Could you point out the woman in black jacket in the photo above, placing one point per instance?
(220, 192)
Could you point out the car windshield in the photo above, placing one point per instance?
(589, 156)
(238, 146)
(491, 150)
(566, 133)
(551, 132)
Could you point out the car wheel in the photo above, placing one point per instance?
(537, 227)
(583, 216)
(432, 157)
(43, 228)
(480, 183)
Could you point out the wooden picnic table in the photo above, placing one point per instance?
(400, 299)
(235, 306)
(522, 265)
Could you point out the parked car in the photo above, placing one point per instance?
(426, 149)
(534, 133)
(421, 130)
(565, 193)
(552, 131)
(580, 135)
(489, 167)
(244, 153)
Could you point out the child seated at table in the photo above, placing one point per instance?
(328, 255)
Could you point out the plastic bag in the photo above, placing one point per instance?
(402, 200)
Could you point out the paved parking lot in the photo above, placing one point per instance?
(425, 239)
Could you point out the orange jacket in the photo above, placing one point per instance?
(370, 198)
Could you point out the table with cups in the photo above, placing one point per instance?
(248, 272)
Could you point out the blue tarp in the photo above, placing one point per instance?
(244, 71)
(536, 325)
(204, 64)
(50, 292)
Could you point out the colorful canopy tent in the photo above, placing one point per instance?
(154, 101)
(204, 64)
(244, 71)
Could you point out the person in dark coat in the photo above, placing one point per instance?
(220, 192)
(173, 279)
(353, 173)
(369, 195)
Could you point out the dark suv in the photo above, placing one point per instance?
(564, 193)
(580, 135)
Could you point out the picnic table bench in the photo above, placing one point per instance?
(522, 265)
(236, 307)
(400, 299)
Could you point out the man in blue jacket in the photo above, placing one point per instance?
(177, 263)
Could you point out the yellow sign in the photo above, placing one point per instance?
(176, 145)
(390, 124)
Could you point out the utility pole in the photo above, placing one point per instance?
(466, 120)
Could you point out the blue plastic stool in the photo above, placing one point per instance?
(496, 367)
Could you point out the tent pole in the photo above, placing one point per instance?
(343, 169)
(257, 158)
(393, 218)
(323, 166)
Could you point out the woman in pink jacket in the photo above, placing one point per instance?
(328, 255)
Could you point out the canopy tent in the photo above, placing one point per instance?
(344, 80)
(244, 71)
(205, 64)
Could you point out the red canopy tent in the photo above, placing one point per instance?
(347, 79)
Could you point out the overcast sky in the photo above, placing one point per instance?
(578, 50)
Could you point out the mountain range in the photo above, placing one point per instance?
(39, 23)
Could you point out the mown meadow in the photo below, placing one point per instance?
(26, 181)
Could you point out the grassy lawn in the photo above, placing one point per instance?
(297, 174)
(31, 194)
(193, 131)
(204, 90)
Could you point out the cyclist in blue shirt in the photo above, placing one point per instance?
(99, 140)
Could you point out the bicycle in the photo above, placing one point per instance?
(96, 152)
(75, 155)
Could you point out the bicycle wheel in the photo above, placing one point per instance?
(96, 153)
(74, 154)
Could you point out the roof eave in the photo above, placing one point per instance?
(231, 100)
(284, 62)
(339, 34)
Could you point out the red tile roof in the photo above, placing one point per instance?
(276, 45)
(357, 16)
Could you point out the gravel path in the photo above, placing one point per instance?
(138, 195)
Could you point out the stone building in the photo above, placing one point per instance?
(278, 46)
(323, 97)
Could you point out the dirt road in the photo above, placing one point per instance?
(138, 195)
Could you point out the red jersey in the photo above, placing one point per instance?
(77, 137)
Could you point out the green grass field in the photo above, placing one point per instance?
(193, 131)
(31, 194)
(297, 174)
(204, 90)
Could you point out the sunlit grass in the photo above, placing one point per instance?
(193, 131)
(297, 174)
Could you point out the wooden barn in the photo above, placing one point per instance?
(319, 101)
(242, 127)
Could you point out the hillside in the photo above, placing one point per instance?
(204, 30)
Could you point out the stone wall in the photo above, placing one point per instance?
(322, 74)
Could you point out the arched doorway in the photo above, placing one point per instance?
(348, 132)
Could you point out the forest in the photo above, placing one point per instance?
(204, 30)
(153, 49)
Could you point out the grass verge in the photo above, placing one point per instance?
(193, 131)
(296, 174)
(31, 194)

Required action: Please output every record, keeping each line exact.

Output below:
Could you point out the woman in black jacket in the photo above, placing one point per instance?
(220, 192)
Could you point out the car windshield in the photo above, placing one point per instance?
(589, 156)
(238, 146)
(491, 150)
(566, 133)
(551, 132)
Could you point out the car wheel in the photo above, placing one point per instance?
(537, 227)
(583, 216)
(432, 157)
(43, 228)
(480, 183)
Could you point out the wooden picnic table in the photo above, placing one point per instance?
(400, 299)
(235, 306)
(522, 265)
Could you point out the parked car in the photo above, placing one point per instance?
(426, 149)
(534, 133)
(421, 130)
(565, 193)
(552, 131)
(580, 135)
(489, 167)
(244, 153)
Could you point out the child seated at table in the photo above, placing one point per instance?
(328, 255)
Could you point out the plastic bag in the photo above, placing one point per instance?
(402, 200)
Could you point out the paved parking lot in the photo above, placing one point per instance?
(425, 239)
Could you point out the orange jacket in the photo above, placing one point per instance?
(370, 198)
Could you point out the table with cups in the photo above, placing one point per instance?
(248, 272)
Could you point out the blue tarp in the photo above, placing one point per instance?
(244, 71)
(536, 325)
(204, 64)
(50, 292)
Could you point out the colorful canopy tent in the photo above, placing one point per instance?
(154, 101)
(204, 64)
(244, 71)
Could you point out the person in dark coat in the photo above, placing one point per instance?
(220, 192)
(173, 279)
(353, 173)
(369, 195)
Could you point out the dark suv in the photo above, placing one point per instance?
(564, 193)
(580, 135)
Could you point out the picnic table bench in the photo above, placing one point per instance?
(522, 265)
(236, 307)
(400, 299)
Could you point out the man in blue jacket in the photo above, placing one point per instance?
(177, 263)
Could you point out the yellow sign in the photo above, placing one point per instance?
(176, 145)
(390, 124)
Could you point out the utility pole in the photo above, placing one point per instance?
(466, 120)
Could you point out the blue plastic stool in the photo above, placing one point per instance?
(496, 367)
Could you point out the tent pole in the photo above, placing one point per instance?
(343, 169)
(257, 158)
(393, 218)
(323, 166)
Could you point out the woman in pink jacket in the photo above, placing one point per instance?
(328, 255)
Could you point out the canopy tent in the photo above, placing one point per instance?
(344, 80)
(244, 71)
(205, 64)
Could you point out the red canopy tent in the photo above, placing one point per instance?
(347, 79)
Could you point out the overcast sky in the photo above, placing one point per instance?
(578, 50)
Could you point out the mountain range in the photo above, placing one point per instance?
(39, 23)
Could you point out the mown meadow in the photo below, placing one point per instance?
(26, 181)
Could you point out the grassy lawn in the photo above, placing one point per instance?
(297, 174)
(31, 194)
(193, 131)
(204, 90)
Could you point out the cyclist in blue shirt in the photo above, placing one point per instance?
(99, 140)
Could you point out the bicycle in the photo above, placing one point per instance?
(96, 152)
(75, 155)
Could you point out the bicycle wheel in the photo above, placing one point per instance?
(96, 153)
(74, 154)
Could you point out the roof eave in the photo above, placing one point per instance?
(231, 100)
(284, 62)
(339, 34)
Could you point out the red tile roof in the photo above, placing one point per instance?
(276, 45)
(357, 16)
Could you point out the gravel path in the photo above, placing one point per instance?
(138, 195)
Could you point out the stone building in the photo above, placing one point per instance?
(278, 46)
(323, 97)
Could you point out the dirt road in the photo above, placing one point per instance?
(138, 195)
Could you point out the red jersey in the photo above, placing one point per instance?
(77, 137)
Could you point out the green grass field in the photo above, placing one point per instance?
(193, 131)
(31, 194)
(297, 174)
(204, 90)
Could you point out the sunlit grass in the photo above, placing one point per instance?
(193, 131)
(297, 174)
Could you point out the wooden barn in the photo above, placing one point per instance?
(319, 101)
(242, 127)
Could you point out the hillside in the photo above, placing one point per instance?
(204, 30)
Could you point out the stone wall in the photo above, placing one point per instance?
(322, 74)
Could you point out the arched doorway in the photo above, placing one point per instance?
(348, 132)
Could you point out the forest in the photo above, placing one point per instance?
(204, 30)
(153, 49)
Could you point out the grass verge in the photo above, placing one point per instance?
(193, 131)
(296, 174)
(31, 194)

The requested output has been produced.